◆ **What is needed**:
Rewrite the Wasit province report from the words "Forward Operation Base" through "Sentry in Wasit province.", replacing "explosively formed penetrator" with "EFP".

◆ **Passage**:
○ ○ ○
Surging in Wasit Province

A Georgian outpost overlooks Al Kut in Wasit province. Photo by Bill Roggio. Click to view.

Forward Operation Base Delta, Wasit Province: With the surge of US forces in Baghdad and the Belts aiming at both al Qaeda and Shia extremists, Multinational Forces Iraq has devoted a significant effort in curtailing Iranian influence in Baghdad and the southern provinces. Since early spring, US and Iraqi forces have repeatedly targeted the leadership and cells of the Special Groups and the rogue Mahdi Army. To counter the flow of Iranian weapons — including mortars and the deadly explosively formed penetrator IEDs — and fighters trained in camps by the Iranian Revolutionary Guards Corps-Qods Force, Multinational Division Baghdad has launched Operation Marne Sentry in Wasit province.

Multinational Forces Center assumed command over Wasit province in mid-July and identified the region as a main supply route for the Iranian-backed Special Groups and elements of the rogue Mahdi Army. Both groups have sought to undermine the Iraqi government and have attacked civilians and Iraqi and Coalition security forces in Baghdad and the South.

Wasit province has been largely quiet and it is believed the Shia extremist hold their fire as they do not wish to draw attention to their supply routes. Up until now, the Coalition had a light footprint in Wasit.
○ ○ ○
◆ **Dataset entries**:
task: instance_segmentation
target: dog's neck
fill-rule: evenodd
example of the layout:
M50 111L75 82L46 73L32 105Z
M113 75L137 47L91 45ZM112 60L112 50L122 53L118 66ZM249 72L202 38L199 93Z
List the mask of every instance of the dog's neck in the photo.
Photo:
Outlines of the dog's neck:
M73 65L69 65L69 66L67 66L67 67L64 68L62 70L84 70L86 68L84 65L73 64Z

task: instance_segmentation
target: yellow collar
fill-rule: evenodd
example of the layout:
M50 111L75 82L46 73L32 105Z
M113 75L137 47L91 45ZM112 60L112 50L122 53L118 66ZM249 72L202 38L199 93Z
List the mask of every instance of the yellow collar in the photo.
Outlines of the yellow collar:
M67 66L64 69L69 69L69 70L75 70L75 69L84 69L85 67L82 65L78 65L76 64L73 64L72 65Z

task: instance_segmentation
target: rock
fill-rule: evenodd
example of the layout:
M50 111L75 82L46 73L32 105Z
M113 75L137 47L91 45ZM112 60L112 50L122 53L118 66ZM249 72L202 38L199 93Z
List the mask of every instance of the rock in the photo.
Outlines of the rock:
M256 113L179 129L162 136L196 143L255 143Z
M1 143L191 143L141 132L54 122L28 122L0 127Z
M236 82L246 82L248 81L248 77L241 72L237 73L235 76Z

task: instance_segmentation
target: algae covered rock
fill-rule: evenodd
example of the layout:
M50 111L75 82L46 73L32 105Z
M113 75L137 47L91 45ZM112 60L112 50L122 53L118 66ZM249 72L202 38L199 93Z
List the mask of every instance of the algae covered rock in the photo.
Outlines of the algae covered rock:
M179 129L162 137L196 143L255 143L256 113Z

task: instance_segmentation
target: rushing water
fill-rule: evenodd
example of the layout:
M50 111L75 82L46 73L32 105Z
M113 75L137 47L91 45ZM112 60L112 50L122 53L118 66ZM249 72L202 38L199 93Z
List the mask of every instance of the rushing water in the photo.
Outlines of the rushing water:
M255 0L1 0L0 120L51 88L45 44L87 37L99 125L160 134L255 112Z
○ ○ ○
◆ **Reply**:
Forward Operation Base Delta, Wasit Province: With the surge of US forces in Baghdad and the Belts aiming at both al Qaeda and Shia extremists, Multinational Forces Iraq has devoted a significant effort in curtailing Iranian influence in Baghdad and the southern provinces. Since early spring, US and Iraqi forces have repeatedly targeted the leadership and cells of the Special Groups and the rogue Mahdi Army. To counter the flow of Iranian weapons — including mortars and the deadly EFP IEDs — and fighters trained in camps by the Iranian Revolutionary Guards Corps-Qods Force, Multinational Division Baghdad has launched Operation Marne Sentry in Wasit province.